LISTA DE DADOS:
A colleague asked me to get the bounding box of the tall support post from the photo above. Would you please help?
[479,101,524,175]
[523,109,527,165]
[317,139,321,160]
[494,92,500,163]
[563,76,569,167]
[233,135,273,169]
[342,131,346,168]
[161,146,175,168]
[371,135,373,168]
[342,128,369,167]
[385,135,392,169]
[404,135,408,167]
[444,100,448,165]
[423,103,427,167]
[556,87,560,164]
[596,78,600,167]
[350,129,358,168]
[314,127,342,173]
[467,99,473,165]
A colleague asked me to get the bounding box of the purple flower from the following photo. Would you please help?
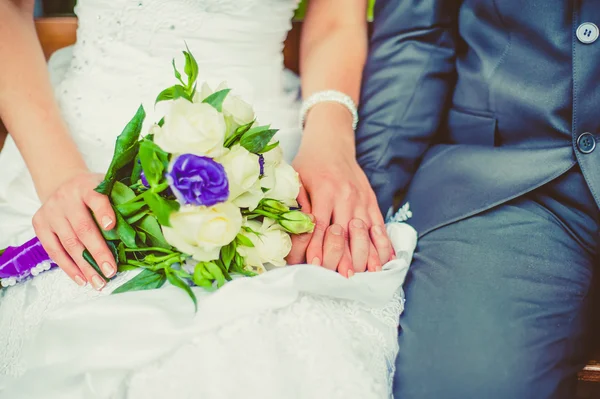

---

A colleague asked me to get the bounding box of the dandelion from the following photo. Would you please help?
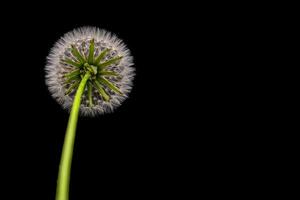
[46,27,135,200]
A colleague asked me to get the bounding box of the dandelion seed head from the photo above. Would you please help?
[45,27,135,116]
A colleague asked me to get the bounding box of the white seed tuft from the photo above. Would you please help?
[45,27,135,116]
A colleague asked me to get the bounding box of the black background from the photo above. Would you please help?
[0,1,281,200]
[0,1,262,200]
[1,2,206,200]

OBJETIVO: Formate como CSV de duas colunas, pedido e resposta, os registros que vão da linha com "the dandelion from" até a linha com "[1,2,206,200]", incluindo as duas: cada texto ocupa uma linha junto com a sua resposta, cada um num campo entre aspas e com as quebras de linha trocadas por espaços. Deixe as imagens de fora.

RESPOSTA COMPLETA:
pedido,resposta
"A colleague asked me to get the bounding box of the dandelion from the following photo. Would you please help?","[46,27,135,200]"
"A colleague asked me to get the bounding box of the dandelion seed head from the photo above. Would you please help?","[45,27,135,116]"
"A colleague asked me to get the bounding box of the white seed tuft from the photo above. Would you please help?","[45,27,135,116]"
"A colleague asked me to get the bounding box of the black background from the photo above. Would you please help?","[0,1,281,200] [0,1,262,200] [1,2,206,200]"